— start AVAILABLE DATA —

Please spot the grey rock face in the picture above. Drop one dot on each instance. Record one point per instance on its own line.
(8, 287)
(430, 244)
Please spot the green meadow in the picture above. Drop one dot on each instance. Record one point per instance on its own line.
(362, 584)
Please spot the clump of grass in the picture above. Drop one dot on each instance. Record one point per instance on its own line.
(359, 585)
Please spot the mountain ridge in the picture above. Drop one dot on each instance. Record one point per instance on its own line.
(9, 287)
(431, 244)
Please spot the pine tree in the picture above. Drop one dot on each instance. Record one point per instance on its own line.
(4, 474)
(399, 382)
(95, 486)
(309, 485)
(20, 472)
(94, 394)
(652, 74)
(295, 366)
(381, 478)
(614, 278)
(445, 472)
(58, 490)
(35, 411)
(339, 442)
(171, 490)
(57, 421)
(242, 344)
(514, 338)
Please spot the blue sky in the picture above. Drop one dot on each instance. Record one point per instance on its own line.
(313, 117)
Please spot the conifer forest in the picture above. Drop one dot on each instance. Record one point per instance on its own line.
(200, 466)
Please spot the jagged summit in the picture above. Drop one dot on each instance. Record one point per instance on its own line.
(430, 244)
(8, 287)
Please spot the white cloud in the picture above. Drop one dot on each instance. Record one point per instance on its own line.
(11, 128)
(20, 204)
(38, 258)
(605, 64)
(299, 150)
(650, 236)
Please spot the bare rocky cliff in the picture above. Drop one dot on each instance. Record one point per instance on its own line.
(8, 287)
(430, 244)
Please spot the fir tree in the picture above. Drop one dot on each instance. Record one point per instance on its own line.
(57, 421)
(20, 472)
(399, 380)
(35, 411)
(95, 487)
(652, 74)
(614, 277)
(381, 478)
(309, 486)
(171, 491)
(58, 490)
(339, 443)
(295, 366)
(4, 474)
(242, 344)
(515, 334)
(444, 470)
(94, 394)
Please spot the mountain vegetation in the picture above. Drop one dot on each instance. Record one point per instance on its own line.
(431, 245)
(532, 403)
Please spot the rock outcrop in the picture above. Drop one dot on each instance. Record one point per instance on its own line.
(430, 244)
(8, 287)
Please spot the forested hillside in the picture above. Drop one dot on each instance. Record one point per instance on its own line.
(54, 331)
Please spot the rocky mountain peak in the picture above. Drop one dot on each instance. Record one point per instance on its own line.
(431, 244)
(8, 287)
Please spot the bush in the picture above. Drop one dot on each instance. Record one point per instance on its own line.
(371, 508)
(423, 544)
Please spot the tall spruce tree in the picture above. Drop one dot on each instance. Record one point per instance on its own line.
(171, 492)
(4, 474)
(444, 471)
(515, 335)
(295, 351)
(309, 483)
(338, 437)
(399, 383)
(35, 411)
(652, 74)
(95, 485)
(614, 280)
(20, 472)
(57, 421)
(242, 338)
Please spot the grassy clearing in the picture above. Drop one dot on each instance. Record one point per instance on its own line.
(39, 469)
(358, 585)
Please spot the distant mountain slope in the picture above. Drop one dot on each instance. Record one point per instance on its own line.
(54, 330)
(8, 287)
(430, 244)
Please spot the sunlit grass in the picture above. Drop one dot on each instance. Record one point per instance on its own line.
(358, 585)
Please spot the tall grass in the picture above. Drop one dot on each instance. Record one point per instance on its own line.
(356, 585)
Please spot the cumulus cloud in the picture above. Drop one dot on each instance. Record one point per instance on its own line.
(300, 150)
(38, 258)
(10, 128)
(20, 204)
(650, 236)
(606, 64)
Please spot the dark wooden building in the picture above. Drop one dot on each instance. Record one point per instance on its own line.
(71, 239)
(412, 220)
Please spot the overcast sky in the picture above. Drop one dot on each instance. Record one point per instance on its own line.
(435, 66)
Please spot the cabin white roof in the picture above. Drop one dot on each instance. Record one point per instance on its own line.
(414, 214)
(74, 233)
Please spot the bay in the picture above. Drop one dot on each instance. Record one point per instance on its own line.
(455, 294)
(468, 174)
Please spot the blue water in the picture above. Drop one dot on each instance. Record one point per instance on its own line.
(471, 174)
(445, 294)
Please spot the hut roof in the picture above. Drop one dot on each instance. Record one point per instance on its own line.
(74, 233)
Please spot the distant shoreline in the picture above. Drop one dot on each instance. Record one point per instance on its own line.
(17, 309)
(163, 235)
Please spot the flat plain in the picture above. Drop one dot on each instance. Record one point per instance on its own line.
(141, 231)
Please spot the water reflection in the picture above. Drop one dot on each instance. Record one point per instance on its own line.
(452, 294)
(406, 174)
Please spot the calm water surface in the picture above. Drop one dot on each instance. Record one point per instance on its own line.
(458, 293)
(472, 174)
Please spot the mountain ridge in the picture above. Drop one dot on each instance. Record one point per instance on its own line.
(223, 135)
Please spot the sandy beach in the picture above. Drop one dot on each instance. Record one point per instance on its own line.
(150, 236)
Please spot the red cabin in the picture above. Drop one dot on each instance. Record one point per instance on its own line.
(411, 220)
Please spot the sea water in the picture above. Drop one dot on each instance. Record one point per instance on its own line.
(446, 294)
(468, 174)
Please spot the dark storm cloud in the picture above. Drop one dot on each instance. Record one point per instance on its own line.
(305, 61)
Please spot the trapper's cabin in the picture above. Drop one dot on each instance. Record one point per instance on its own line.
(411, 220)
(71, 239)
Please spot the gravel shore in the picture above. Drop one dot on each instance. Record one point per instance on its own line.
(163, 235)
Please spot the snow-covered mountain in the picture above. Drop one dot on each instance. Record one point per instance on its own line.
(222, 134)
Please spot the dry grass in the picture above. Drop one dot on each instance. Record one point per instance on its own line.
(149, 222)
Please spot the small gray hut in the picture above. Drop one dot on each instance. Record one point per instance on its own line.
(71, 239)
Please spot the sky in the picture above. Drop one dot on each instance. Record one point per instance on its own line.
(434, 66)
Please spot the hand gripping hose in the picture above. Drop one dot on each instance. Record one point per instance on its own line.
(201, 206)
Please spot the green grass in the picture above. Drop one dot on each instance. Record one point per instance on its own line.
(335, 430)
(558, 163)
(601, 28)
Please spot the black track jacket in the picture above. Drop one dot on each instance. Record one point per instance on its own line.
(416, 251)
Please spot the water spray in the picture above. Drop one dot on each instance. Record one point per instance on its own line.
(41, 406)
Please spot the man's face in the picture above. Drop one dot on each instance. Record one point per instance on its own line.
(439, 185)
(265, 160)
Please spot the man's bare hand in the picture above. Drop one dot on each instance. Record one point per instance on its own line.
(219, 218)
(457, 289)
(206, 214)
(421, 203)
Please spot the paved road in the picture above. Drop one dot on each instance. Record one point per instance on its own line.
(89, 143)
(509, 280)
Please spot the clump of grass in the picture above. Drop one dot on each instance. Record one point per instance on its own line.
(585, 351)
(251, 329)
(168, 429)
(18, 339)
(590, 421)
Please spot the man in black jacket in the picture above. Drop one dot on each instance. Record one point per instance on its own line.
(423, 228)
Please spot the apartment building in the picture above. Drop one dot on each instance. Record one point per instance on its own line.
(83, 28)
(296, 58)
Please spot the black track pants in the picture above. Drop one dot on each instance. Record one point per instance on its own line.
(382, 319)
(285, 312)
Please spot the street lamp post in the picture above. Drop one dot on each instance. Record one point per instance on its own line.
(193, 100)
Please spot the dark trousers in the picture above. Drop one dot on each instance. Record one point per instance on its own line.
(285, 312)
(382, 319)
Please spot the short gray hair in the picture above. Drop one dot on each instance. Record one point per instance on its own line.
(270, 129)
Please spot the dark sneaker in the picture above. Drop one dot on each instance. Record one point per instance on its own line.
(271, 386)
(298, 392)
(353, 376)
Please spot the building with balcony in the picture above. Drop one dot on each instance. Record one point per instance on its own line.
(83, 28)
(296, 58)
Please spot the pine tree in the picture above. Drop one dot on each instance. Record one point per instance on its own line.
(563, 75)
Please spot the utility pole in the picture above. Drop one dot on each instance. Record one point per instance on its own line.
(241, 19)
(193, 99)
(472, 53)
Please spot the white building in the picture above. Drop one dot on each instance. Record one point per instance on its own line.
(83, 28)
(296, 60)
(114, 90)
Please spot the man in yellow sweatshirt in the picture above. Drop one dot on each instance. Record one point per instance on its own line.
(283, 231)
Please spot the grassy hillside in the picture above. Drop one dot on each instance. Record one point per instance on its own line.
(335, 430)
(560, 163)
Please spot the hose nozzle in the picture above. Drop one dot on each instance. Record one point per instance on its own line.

— end AVAILABLE DATA —

Set down nothing but the lines from the one with "Please spot the utility" through the end of the records, keeping each line exactly as written and including both ends.

Please spot the utility pole in the picture above. Drop one dot on each instance. Record one point per instance on its own line.
(241, 19)
(193, 99)
(472, 53)
Please spot the white building in the picture above. Drop one dot on each instance. Record one point per instance on its own line.
(83, 28)
(296, 60)
(114, 90)
Please spot the man in yellow sweatshirt in the picture above. Drop one dot on each instance. Record one point per instance on its own line.
(283, 231)
Please spot the grassy hillside in the picture above. Drop one dot on each instance. Record one point per instance on its own line.
(335, 430)
(560, 163)
Please spot the hose nozzle in the picture above. Drop one dot on each instance. Record one point per instance on its own line.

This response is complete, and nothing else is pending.